COMPITO ASSEGNATO: Puoi citare per intero e parola per parola l'intervista riportata qui sotto?

TESTO DI PARTENZA:
****************************************

È comprensibile dopo il trauma terribile che le era toccato.

«Tutto ha avuto inizio dopo un incidente in auto. Avevo 22 anni, ho affrontato due interventi al volto. Quando sono uscito dall’ospedale sentivo addosso un’ossessione omicida, una rabbia incontrollata. Avevo realizzato che la mia vita stava andando a rotoli, sia sul piano sentimentale sia universitario: non avevo dato neanche un esame. Così passavo ore a consultare riviste di armi, non uscivo di casa, non rispondevo al telefono. Pianificavo il modo migliore per uccidere. Volevo farmi giustizia e il rancore mi

stava intossicando». 
Quando sentì il primo istinto omicida?

«A scuola. C’era un bullo che mi perseguitava con violenza e, ogni giorno, pretendeva che gli pagassi la colazione

umiliandomi. Alla fine reagii dandogli una testata in pieno volto. Fui sospeso. In quel momento il mio odio si era materializzato».

Giovannino, come l’hanno trattata durante il sequestro?

«Ero sempre incatenato con la benda sugli occhi, in una stanza buia. Ogni tanto mi buttavano un panino sul letto per mangiare. Quando dovevo fare i bisogni, mi allungavano le catene così da poter arrivare al bagno chimico lì vicino. Mi sono trovato anche con una pistola alla tempia, in un video messaggio destinato a mio padre: il riscatto chiesto inizialmente era di 5 miliardi di lire, ma lui non ne aveva. Allora s’innervosirono, volevano tagliarmi un orecchio».

Le trattative diventarono complicate.

«Per arrivare ad arrestare i malviventi, il magistrato fece inserire una microspia nella valigetta con i soldi. Ma i rapitori costrinsero mio padre a buttare giù da un ponte la valigetta e così la microspia si ruppe. Quando i sequestratori se ne accorsero, iniziarono a minacciarmi di morte. E a minacciare i miei familiari. Allora intervenne l’agente segreto Nicola Calipari (ucciso nel 2005 in Iraq nel tentativo di riportare a casa la giornalista Giuliana Sgrena, ndr): è l’uomo che mi ha salvato».

****************************************

DATI GREZZI:
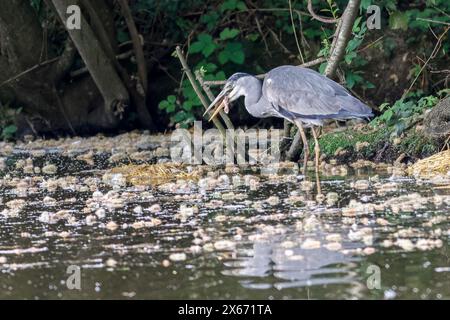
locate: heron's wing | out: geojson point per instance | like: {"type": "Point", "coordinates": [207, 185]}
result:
{"type": "Point", "coordinates": [305, 92]}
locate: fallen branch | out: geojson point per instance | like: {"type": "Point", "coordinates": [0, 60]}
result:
{"type": "Point", "coordinates": [211, 97]}
{"type": "Point", "coordinates": [338, 46]}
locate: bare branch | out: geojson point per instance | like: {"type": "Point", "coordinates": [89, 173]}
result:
{"type": "Point", "coordinates": [346, 26]}
{"type": "Point", "coordinates": [261, 76]}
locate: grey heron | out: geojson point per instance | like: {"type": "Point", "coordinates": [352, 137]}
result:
{"type": "Point", "coordinates": [300, 95]}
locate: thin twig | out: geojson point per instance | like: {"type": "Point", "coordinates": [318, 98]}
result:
{"type": "Point", "coordinates": [20, 75]}
{"type": "Point", "coordinates": [317, 17]}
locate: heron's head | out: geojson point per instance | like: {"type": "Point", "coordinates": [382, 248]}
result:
{"type": "Point", "coordinates": [233, 89]}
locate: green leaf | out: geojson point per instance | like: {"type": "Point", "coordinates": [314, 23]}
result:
{"type": "Point", "coordinates": [163, 105]}
{"type": "Point", "coordinates": [238, 57]}
{"type": "Point", "coordinates": [9, 131]}
{"type": "Point", "coordinates": [171, 99]}
{"type": "Point", "coordinates": [349, 57]}
{"type": "Point", "coordinates": [241, 6]}
{"type": "Point", "coordinates": [398, 20]}
{"type": "Point", "coordinates": [228, 33]}
{"type": "Point", "coordinates": [170, 108]}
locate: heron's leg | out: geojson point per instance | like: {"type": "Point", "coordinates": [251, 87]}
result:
{"type": "Point", "coordinates": [317, 158]}
{"type": "Point", "coordinates": [305, 146]}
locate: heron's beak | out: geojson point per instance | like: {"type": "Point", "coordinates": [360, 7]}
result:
{"type": "Point", "coordinates": [221, 102]}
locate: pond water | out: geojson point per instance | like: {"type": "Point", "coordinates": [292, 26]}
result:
{"type": "Point", "coordinates": [232, 235]}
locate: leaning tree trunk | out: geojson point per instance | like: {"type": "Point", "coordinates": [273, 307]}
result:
{"type": "Point", "coordinates": [38, 80]}
{"type": "Point", "coordinates": [343, 32]}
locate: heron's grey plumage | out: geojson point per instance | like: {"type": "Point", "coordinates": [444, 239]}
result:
{"type": "Point", "coordinates": [302, 96]}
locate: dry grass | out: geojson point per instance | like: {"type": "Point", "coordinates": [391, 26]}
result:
{"type": "Point", "coordinates": [155, 174]}
{"type": "Point", "coordinates": [436, 165]}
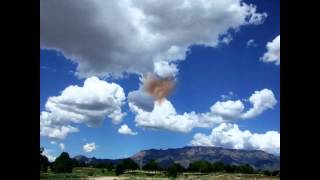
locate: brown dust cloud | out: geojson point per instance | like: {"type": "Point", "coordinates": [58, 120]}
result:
{"type": "Point", "coordinates": [159, 88]}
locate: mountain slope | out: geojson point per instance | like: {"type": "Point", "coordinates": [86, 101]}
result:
{"type": "Point", "coordinates": [185, 155]}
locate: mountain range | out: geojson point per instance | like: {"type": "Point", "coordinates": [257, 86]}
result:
{"type": "Point", "coordinates": [184, 156]}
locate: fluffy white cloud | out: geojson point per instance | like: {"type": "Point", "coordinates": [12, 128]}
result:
{"type": "Point", "coordinates": [228, 110]}
{"type": "Point", "coordinates": [273, 52]}
{"type": "Point", "coordinates": [61, 146]}
{"type": "Point", "coordinates": [251, 43]}
{"type": "Point", "coordinates": [230, 136]}
{"type": "Point", "coordinates": [135, 36]}
{"type": "Point", "coordinates": [124, 129]}
{"type": "Point", "coordinates": [89, 147]}
{"type": "Point", "coordinates": [89, 104]}
{"type": "Point", "coordinates": [261, 101]}
{"type": "Point", "coordinates": [228, 96]}
{"type": "Point", "coordinates": [164, 115]}
{"type": "Point", "coordinates": [50, 157]}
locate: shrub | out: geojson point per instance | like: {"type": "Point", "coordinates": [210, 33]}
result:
{"type": "Point", "coordinates": [119, 169]}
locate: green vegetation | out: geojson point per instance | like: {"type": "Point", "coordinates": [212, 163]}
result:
{"type": "Point", "coordinates": [44, 163]}
{"type": "Point", "coordinates": [152, 165]}
{"type": "Point", "coordinates": [66, 168]}
{"type": "Point", "coordinates": [63, 164]}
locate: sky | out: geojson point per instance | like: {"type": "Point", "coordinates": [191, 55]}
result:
{"type": "Point", "coordinates": [224, 56]}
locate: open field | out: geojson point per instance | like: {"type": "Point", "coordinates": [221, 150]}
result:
{"type": "Point", "coordinates": [97, 174]}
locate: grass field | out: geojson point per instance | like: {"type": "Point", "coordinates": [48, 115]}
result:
{"type": "Point", "coordinates": [97, 174]}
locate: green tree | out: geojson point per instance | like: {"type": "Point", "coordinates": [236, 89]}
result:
{"type": "Point", "coordinates": [63, 164]}
{"type": "Point", "coordinates": [119, 169]}
{"type": "Point", "coordinates": [44, 162]}
{"type": "Point", "coordinates": [152, 165]}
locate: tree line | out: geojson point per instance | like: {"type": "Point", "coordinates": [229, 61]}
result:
{"type": "Point", "coordinates": [64, 164]}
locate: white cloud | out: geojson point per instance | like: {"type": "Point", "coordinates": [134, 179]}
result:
{"type": "Point", "coordinates": [261, 101]}
{"type": "Point", "coordinates": [251, 43]}
{"type": "Point", "coordinates": [230, 136]}
{"type": "Point", "coordinates": [273, 52]}
{"type": "Point", "coordinates": [124, 129]}
{"type": "Point", "coordinates": [134, 36]}
{"type": "Point", "coordinates": [141, 99]}
{"type": "Point", "coordinates": [164, 115]}
{"type": "Point", "coordinates": [50, 157]}
{"type": "Point", "coordinates": [89, 147]}
{"type": "Point", "coordinates": [89, 104]}
{"type": "Point", "coordinates": [61, 146]}
{"type": "Point", "coordinates": [228, 110]}
{"type": "Point", "coordinates": [228, 96]}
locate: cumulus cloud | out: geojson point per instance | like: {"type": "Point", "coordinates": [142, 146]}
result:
{"type": "Point", "coordinates": [141, 99]}
{"type": "Point", "coordinates": [89, 147]}
{"type": "Point", "coordinates": [251, 43]}
{"type": "Point", "coordinates": [228, 96]}
{"type": "Point", "coordinates": [61, 146]}
{"type": "Point", "coordinates": [273, 52]}
{"type": "Point", "coordinates": [164, 115]}
{"type": "Point", "coordinates": [228, 109]}
{"type": "Point", "coordinates": [230, 136]}
{"type": "Point", "coordinates": [261, 101]}
{"type": "Point", "coordinates": [112, 37]}
{"type": "Point", "coordinates": [124, 129]}
{"type": "Point", "coordinates": [89, 104]}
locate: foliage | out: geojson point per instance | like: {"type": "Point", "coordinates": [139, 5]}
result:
{"type": "Point", "coordinates": [172, 171]}
{"type": "Point", "coordinates": [152, 165]}
{"type": "Point", "coordinates": [129, 164]}
{"type": "Point", "coordinates": [63, 164]}
{"type": "Point", "coordinates": [44, 162]}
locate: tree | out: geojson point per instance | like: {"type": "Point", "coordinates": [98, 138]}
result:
{"type": "Point", "coordinates": [172, 171]}
{"type": "Point", "coordinates": [129, 164]}
{"type": "Point", "coordinates": [119, 169]}
{"type": "Point", "coordinates": [63, 164]}
{"type": "Point", "coordinates": [152, 165]}
{"type": "Point", "coordinates": [44, 162]}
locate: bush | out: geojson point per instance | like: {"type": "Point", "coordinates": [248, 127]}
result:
{"type": "Point", "coordinates": [172, 171]}
{"type": "Point", "coordinates": [90, 173]}
{"type": "Point", "coordinates": [62, 164]}
{"type": "Point", "coordinates": [129, 164]}
{"type": "Point", "coordinates": [119, 169]}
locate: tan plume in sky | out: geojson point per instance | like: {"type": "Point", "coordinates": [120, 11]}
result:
{"type": "Point", "coordinates": [159, 88]}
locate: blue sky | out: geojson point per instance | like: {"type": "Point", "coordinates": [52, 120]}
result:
{"type": "Point", "coordinates": [204, 75]}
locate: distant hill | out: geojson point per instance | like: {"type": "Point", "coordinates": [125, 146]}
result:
{"type": "Point", "coordinates": [184, 156]}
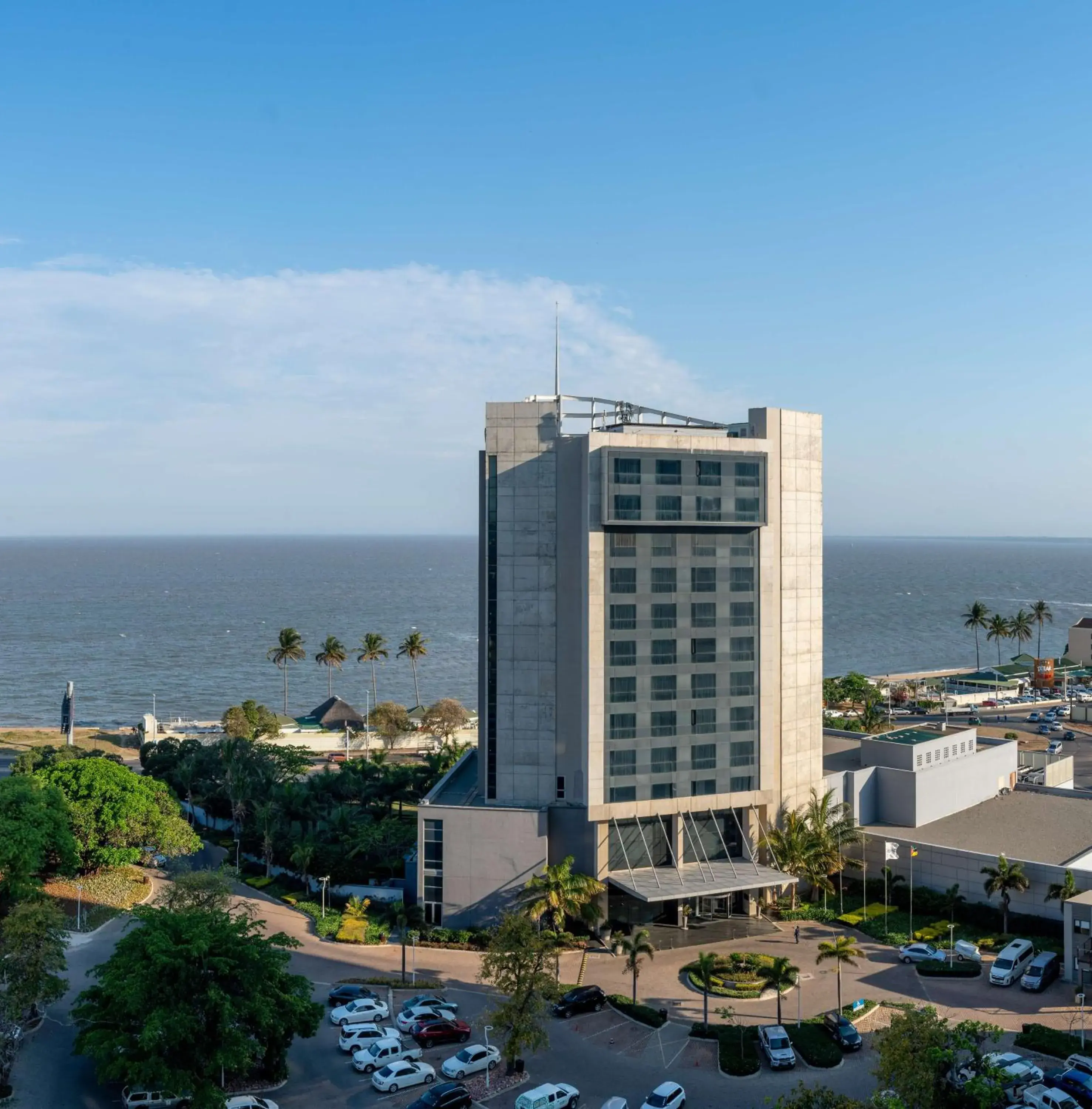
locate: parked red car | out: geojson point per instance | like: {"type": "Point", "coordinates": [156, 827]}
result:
{"type": "Point", "coordinates": [442, 1032]}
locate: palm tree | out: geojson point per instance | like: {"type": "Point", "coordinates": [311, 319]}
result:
{"type": "Point", "coordinates": [414, 648]}
{"type": "Point", "coordinates": [779, 975]}
{"type": "Point", "coordinates": [842, 950]}
{"type": "Point", "coordinates": [1001, 880]}
{"type": "Point", "coordinates": [1020, 629]}
{"type": "Point", "coordinates": [332, 655]}
{"type": "Point", "coordinates": [634, 947]}
{"type": "Point", "coordinates": [290, 649]}
{"type": "Point", "coordinates": [559, 892]}
{"type": "Point", "coordinates": [372, 650]}
{"type": "Point", "coordinates": [704, 967]}
{"type": "Point", "coordinates": [975, 617]}
{"type": "Point", "coordinates": [1040, 613]}
{"type": "Point", "coordinates": [998, 629]}
{"type": "Point", "coordinates": [1062, 891]}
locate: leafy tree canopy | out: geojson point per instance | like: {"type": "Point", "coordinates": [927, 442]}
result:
{"type": "Point", "coordinates": [35, 834]}
{"type": "Point", "coordinates": [115, 813]}
{"type": "Point", "coordinates": [188, 994]}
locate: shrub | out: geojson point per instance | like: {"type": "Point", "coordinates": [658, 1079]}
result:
{"type": "Point", "coordinates": [643, 1013]}
{"type": "Point", "coordinates": [736, 1049]}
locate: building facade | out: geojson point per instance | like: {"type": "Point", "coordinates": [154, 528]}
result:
{"type": "Point", "coordinates": [650, 667]}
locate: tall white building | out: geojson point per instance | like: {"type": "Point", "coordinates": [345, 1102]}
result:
{"type": "Point", "coordinates": [651, 649]}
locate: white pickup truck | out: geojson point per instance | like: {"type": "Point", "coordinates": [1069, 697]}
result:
{"type": "Point", "coordinates": [379, 1054]}
{"type": "Point", "coordinates": [1046, 1097]}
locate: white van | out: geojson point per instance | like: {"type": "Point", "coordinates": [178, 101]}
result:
{"type": "Point", "coordinates": [1011, 963]}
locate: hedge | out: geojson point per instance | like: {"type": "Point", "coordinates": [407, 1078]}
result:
{"type": "Point", "coordinates": [737, 1051]}
{"type": "Point", "coordinates": [1049, 1042]}
{"type": "Point", "coordinates": [942, 969]}
{"type": "Point", "coordinates": [643, 1013]}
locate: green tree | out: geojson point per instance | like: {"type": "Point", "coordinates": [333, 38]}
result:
{"type": "Point", "coordinates": [414, 648]}
{"type": "Point", "coordinates": [975, 617]}
{"type": "Point", "coordinates": [250, 721]}
{"type": "Point", "coordinates": [998, 629]}
{"type": "Point", "coordinates": [290, 649]}
{"type": "Point", "coordinates": [190, 996]}
{"type": "Point", "coordinates": [33, 946]}
{"type": "Point", "coordinates": [332, 655]}
{"type": "Point", "coordinates": [1005, 879]}
{"type": "Point", "coordinates": [1062, 891]}
{"type": "Point", "coordinates": [517, 965]}
{"type": "Point", "coordinates": [635, 947]}
{"type": "Point", "coordinates": [842, 950]}
{"type": "Point", "coordinates": [560, 892]}
{"type": "Point", "coordinates": [115, 813]}
{"type": "Point", "coordinates": [35, 834]}
{"type": "Point", "coordinates": [372, 650]}
{"type": "Point", "coordinates": [705, 967]}
{"type": "Point", "coordinates": [1041, 614]}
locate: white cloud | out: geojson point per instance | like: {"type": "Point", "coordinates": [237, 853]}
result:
{"type": "Point", "coordinates": [151, 400]}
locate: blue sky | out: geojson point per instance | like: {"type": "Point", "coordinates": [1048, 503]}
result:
{"type": "Point", "coordinates": [240, 238]}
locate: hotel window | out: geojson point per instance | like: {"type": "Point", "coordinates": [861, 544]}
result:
{"type": "Point", "coordinates": [669, 508]}
{"type": "Point", "coordinates": [623, 763]}
{"type": "Point", "coordinates": [742, 614]}
{"type": "Point", "coordinates": [624, 579]}
{"type": "Point", "coordinates": [669, 472]}
{"type": "Point", "coordinates": [623, 689]}
{"type": "Point", "coordinates": [746, 475]}
{"type": "Point", "coordinates": [742, 579]}
{"type": "Point", "coordinates": [742, 753]}
{"type": "Point", "coordinates": [623, 726]}
{"type": "Point", "coordinates": [663, 616]}
{"type": "Point", "coordinates": [623, 545]}
{"type": "Point", "coordinates": [663, 725]}
{"type": "Point", "coordinates": [627, 508]}
{"type": "Point", "coordinates": [623, 617]}
{"type": "Point", "coordinates": [663, 760]}
{"type": "Point", "coordinates": [742, 684]}
{"type": "Point", "coordinates": [742, 719]}
{"type": "Point", "coordinates": [663, 579]}
{"type": "Point", "coordinates": [663, 545]}
{"type": "Point", "coordinates": [628, 472]}
{"type": "Point", "coordinates": [662, 689]}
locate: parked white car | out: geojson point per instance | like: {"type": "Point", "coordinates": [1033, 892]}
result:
{"type": "Point", "coordinates": [472, 1058]}
{"type": "Point", "coordinates": [364, 1011]}
{"type": "Point", "coordinates": [407, 1018]}
{"type": "Point", "coordinates": [355, 1037]}
{"type": "Point", "coordinates": [397, 1076]}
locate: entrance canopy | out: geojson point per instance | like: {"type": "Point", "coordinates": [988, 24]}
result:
{"type": "Point", "coordinates": [696, 880]}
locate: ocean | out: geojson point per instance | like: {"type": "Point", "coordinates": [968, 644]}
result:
{"type": "Point", "coordinates": [189, 621]}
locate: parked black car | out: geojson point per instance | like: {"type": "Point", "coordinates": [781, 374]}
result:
{"type": "Point", "coordinates": [444, 1096]}
{"type": "Point", "coordinates": [842, 1032]}
{"type": "Point", "coordinates": [582, 1000]}
{"type": "Point", "coordinates": [349, 992]}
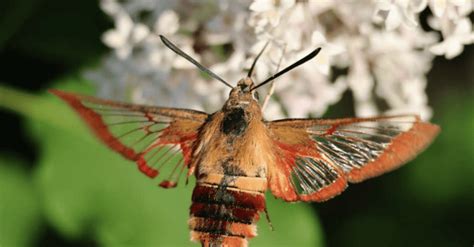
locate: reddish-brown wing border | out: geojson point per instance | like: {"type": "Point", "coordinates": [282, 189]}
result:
{"type": "Point", "coordinates": [182, 128]}
{"type": "Point", "coordinates": [296, 135]}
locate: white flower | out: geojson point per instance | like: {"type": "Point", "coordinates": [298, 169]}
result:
{"type": "Point", "coordinates": [461, 34]}
{"type": "Point", "coordinates": [126, 35]}
{"type": "Point", "coordinates": [378, 42]}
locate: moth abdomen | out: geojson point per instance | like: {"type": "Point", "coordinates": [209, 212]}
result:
{"type": "Point", "coordinates": [224, 215]}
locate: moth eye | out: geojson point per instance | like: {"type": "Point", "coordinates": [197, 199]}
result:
{"type": "Point", "coordinates": [255, 95]}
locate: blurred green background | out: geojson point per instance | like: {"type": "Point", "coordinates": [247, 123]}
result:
{"type": "Point", "coordinates": [60, 187]}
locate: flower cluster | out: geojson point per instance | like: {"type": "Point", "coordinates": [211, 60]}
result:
{"type": "Point", "coordinates": [375, 49]}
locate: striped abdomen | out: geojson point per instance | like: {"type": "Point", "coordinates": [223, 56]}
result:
{"type": "Point", "coordinates": [224, 214]}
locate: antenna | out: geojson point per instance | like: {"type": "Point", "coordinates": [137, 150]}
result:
{"type": "Point", "coordinates": [190, 59]}
{"type": "Point", "coordinates": [256, 59]}
{"type": "Point", "coordinates": [294, 65]}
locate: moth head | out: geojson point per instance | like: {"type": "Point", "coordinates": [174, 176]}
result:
{"type": "Point", "coordinates": [243, 94]}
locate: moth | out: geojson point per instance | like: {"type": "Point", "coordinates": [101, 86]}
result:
{"type": "Point", "coordinates": [236, 155]}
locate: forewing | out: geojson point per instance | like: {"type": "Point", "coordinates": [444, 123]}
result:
{"type": "Point", "coordinates": [153, 137]}
{"type": "Point", "coordinates": [316, 158]}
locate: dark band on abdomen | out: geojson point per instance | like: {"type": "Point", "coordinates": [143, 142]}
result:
{"type": "Point", "coordinates": [224, 216]}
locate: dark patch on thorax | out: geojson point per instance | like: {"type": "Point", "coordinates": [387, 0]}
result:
{"type": "Point", "coordinates": [234, 122]}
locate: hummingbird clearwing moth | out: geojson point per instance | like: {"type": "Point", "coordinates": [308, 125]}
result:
{"type": "Point", "coordinates": [236, 155]}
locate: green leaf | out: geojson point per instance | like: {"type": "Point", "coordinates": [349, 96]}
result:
{"type": "Point", "coordinates": [20, 213]}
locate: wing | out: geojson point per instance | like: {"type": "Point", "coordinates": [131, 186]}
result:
{"type": "Point", "coordinates": [315, 159]}
{"type": "Point", "coordinates": [153, 137]}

****************************************

RISPOSTA AL COMPITO:
È comprensibile dopo il trauma terribile che le era toccato.

«Tutto ha avuto inizio dopo un incidente in auto. Avevo 22 anni, ho affrontato due interventi al volto. Quando sono uscito dall’ospedale sentivo addosso un’ossessione omicida, una rabbia incontrollata. Avevo realizzato che la mia vita stava andando a rotoli, sia sul piano sentimentale sia universitario: non avevo dato neanche un esame. Così passavo ore a consultare riviste di armi, non uscivo di casa, non rispondevo al telefono. Pianificavo il modo migliore per uccidere. Volevo farmi giustizia e il rancore mi

stava intossicando». 
Quando sentì il primo istinto omicida?

«A scuola. C’era un bullo che mi perseguitava con violenza e, ogni giorno, pretendeva che gli pagassi la colazione

umiliandomi. Alla fine reagii dandogli una testata in pieno volto. Fui sospeso. In quel momento il mio odio si era materializzato».

Giovannino, come l’hanno trattata durante il sequestro?

«Ero sempre incatenato con la benda sugli occhi, in una stanza buia. Ogni tanto mi buttavano un panino sul letto per mangiare. Quando dovevo fare i bisogni, mi allungavano le catene così da poter arrivare al bagno chimico lì vicino. Mi sono trovato anche con una pistola alla tempia, in un video messaggio destinato a mio padre: il riscatto chiesto inizialmente era di 5 miliardi di lire, ma lui non ne aveva. Allora s’innervosirono, volevano tagliarmi un orecchio».

Le trattative diventarono complicate.

«Per arrivare ad arrestare i malviventi, il magistrato fece inserire una microspia nella valigetta con i soldi. Ma i rapitori costrinsero mio padre a buttare giù da un ponte la valigetta e così la microspia si ruppe. Quando i sequestratori se ne accorsero, iniziarono a minacciarmi di morte. E a minacciare i miei familiari. Allora intervenne l’agente segreto Nicola Calipari (ucciso nel 2005 in Iraq nel tentativo di riportare a casa la giornalista Giuliana Sgrena, ndr): è l’uomo che mi ha salvato».